Copy all of the records below word for word.
START RECORDS FOR THE TASK
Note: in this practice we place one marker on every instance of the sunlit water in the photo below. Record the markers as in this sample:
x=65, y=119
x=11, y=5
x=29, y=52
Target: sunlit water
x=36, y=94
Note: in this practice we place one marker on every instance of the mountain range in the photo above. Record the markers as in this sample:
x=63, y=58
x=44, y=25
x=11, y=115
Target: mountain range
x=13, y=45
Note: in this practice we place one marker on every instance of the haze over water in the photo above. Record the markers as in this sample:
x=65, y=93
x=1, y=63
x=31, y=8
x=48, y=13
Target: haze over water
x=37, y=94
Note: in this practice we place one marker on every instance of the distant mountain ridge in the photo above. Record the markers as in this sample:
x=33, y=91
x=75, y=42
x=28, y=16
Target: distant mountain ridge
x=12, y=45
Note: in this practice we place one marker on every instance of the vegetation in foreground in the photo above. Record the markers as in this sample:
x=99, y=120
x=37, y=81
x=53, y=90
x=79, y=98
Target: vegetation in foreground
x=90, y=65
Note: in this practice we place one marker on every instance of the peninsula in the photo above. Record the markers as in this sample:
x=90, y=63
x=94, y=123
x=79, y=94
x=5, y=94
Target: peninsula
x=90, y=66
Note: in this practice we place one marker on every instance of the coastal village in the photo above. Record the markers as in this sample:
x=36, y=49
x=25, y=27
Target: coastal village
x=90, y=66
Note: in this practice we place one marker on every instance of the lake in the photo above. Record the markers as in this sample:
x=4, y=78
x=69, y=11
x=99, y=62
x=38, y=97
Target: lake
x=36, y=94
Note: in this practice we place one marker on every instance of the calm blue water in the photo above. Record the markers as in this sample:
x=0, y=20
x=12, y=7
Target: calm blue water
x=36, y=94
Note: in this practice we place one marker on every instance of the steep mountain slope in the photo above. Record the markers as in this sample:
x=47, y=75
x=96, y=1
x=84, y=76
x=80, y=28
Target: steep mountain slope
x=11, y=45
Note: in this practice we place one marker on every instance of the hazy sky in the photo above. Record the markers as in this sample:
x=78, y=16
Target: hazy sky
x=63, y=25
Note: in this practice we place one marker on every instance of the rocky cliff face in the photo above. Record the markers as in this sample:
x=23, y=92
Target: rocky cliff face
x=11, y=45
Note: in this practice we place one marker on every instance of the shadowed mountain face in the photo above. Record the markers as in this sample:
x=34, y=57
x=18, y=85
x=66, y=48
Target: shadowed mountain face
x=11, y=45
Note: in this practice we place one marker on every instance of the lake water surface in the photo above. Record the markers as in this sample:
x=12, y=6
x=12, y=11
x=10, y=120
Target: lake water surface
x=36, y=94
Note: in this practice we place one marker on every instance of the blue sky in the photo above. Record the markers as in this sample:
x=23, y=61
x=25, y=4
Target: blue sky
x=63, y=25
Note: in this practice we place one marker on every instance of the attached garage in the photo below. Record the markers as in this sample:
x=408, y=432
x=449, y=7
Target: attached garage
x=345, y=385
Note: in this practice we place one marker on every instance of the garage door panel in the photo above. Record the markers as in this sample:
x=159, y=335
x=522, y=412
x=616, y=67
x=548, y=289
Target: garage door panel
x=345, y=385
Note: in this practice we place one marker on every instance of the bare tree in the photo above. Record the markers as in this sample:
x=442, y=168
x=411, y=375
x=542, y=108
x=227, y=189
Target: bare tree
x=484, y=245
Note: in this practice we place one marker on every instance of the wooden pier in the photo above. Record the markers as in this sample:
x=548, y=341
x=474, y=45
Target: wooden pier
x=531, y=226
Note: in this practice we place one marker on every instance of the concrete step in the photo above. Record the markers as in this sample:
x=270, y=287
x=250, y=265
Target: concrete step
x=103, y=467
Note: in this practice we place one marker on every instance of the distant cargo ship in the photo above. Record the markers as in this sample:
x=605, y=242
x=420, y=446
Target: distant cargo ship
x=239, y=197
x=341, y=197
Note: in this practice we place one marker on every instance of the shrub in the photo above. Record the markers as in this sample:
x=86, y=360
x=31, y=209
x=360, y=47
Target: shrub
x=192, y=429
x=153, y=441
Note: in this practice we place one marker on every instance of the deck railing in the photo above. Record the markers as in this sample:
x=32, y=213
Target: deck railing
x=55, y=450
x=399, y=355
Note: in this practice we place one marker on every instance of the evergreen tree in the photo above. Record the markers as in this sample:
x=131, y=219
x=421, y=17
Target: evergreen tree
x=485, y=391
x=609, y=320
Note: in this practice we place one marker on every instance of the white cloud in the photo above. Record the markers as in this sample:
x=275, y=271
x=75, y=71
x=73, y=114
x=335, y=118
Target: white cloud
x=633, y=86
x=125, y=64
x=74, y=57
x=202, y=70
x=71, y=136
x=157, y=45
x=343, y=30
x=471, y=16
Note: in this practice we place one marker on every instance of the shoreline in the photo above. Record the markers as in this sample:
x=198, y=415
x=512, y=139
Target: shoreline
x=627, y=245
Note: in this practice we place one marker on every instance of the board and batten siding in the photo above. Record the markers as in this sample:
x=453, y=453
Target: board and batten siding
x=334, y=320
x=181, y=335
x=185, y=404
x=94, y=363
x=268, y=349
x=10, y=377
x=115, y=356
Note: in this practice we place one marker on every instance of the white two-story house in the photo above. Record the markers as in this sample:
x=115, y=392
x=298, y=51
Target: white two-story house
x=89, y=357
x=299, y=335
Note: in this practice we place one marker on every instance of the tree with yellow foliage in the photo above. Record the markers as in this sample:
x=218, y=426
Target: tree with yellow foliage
END RECORDS FOR THE TASK
> SOLUTION TO THIS EXERCISE
Note: in this practice we place one marker on every instance of the sunlit water in the photo below. Record the markers as in this sample:
x=65, y=119
x=11, y=5
x=29, y=52
Target: sunlit water
x=36, y=94
Note: in this practice we place one marker on every instance of the mountain range in the photo above. Record the markers as in this sample:
x=63, y=58
x=44, y=25
x=11, y=115
Target: mountain range
x=13, y=45
Note: in this practice we place one marker on every instance of the haze over water in the photo above. Record the markers as in this sample:
x=65, y=93
x=1, y=63
x=31, y=8
x=48, y=13
Target: haze over water
x=37, y=94
Note: in this practice we place one marker on every instance of the distant mountain ridge in the photo above. Record the markers as in this sample:
x=33, y=91
x=75, y=42
x=28, y=16
Target: distant mountain ridge
x=12, y=45
Note: in this practice we place one marker on every instance of the vegetation in foreground in the photo above. Record the markers as in this sample:
x=99, y=120
x=37, y=81
x=53, y=90
x=79, y=98
Target: vegetation in foreground
x=90, y=65
Note: in this practice we place one marker on every instance of the peninsula in the photo above. Record the markers as in this sample:
x=90, y=63
x=94, y=123
x=79, y=94
x=5, y=94
Target: peninsula
x=90, y=66
Note: in this practice we place one marker on every instance of the coastal village in the photo above. Record the markers as in this sample:
x=36, y=49
x=25, y=27
Target: coastal village
x=90, y=66
Note: in this practice we place one marker on every instance of the lake in the photo above. Record the markers as in this sample:
x=4, y=78
x=69, y=11
x=99, y=62
x=38, y=97
Target: lake
x=36, y=94
Note: in this practice we place one marker on every instance of the calm blue water in the photo above. Record the markers as in this sample:
x=0, y=20
x=12, y=7
Target: calm blue water
x=36, y=94
Note: in this practice we place one marker on every instance of the steep mountain slope in the photo above. Record the markers as in this sample:
x=47, y=75
x=96, y=1
x=84, y=76
x=80, y=28
Target: steep mountain slope
x=11, y=45
Note: in this practice we place one marker on every instance of the hazy sky in the photo above. Record the markers as in this sample:
x=78, y=16
Target: hazy sky
x=63, y=25
Note: in this practice we place one marker on every instance of the rocky cliff face in the photo above. Record the markers as in this sample:
x=23, y=92
Target: rocky cliff face
x=11, y=45
Note: in this practice we place one marker on every instance of the shadowed mountain face in the photo above. Record the markers as in this sample:
x=34, y=57
x=18, y=85
x=66, y=48
Target: shadowed mountain face
x=11, y=45
Note: in this practice we place one marker on every instance of the lake water surface in the photo above. Record the markers as in this sample:
x=12, y=6
x=12, y=11
x=10, y=120
Target: lake water surface
x=36, y=94
Note: in this practice we place one marker on every instance of the blue sky in the photo above. Record the markers as in this sample:
x=23, y=61
x=25, y=4
Target: blue sky
x=63, y=25
Note: in this practice we place one marker on every instance of the attached garage in the photo below. Record the markers as in this sample:
x=408, y=432
x=449, y=7
Target: attached garage
x=345, y=385
Note: in this practice we place one marker on every instance of the garage door panel in the photo above. Record the markers as in this sample:
x=159, y=335
x=522, y=412
x=616, y=67
x=548, y=289
Target: garage door panel
x=345, y=385
Note: in this practice we place one marker on every instance of the bare tree in the photo above. Record the markers as in this sample:
x=442, y=168
x=411, y=375
x=542, y=108
x=227, y=189
Target: bare tree
x=484, y=245
Note: in this practice we place one marker on every instance of the wooden pier in the photo above. Record the markers as in this sample:
x=548, y=341
x=474, y=45
Target: wooden pier
x=531, y=226
Note: in this practice we place one marker on every instance of the concrete step in the photo above. Record the markers as in this sample:
x=270, y=287
x=250, y=265
Target: concrete step
x=103, y=467
Note: in this practice we place one marker on every instance of the distant cargo ship in the photo above. Record the markers as in this sample:
x=605, y=242
x=420, y=446
Target: distant cargo ship
x=239, y=197
x=341, y=197
Note: in this practice we place one marker on every instance of the shrub in the photo above. Record the markers as in this sample:
x=86, y=360
x=31, y=209
x=360, y=47
Target: shrub
x=192, y=429
x=153, y=441
Note: in this practice we place one marker on every instance of the deck railing in the photo above. Record the markers as in this sample:
x=32, y=213
Target: deck railing
x=55, y=450
x=399, y=355
Note: in this practice we place one marker on every instance of the evergreen tree in the photo above. Record the markers as in this sample:
x=131, y=219
x=421, y=17
Target: evergreen tree
x=485, y=391
x=609, y=320
Note: in this practice we place one marker on every instance of the white cloud in the photo above. Record the markers as in this sample:
x=275, y=271
x=75, y=71
x=73, y=114
x=335, y=118
Target: white cloud
x=633, y=86
x=125, y=64
x=74, y=57
x=202, y=70
x=71, y=136
x=157, y=45
x=343, y=30
x=471, y=16
Note: in this practice we place one marker on every instance of the shoreline in the photo above. Record the markers as in this sample:
x=198, y=415
x=512, y=139
Target: shoreline
x=627, y=245
Note: in this practice we place one marker on every instance of the board and batten siding in the photo above. Record the markers as in this sample:
x=453, y=453
Target: board and batten siding
x=334, y=320
x=181, y=335
x=185, y=404
x=94, y=363
x=268, y=349
x=10, y=377
x=115, y=356
Note: in this practice we place one marker on every instance of the white two-story house in the photo above. Record the markers as in this sample:
x=115, y=392
x=298, y=51
Target: white two-story house
x=89, y=357
x=299, y=335
Note: in this practice we place one marker on every instance of the tree with yellow foliage in the photo above. Record the markers as in this sample:
x=218, y=426
Target: tree with yellow foliage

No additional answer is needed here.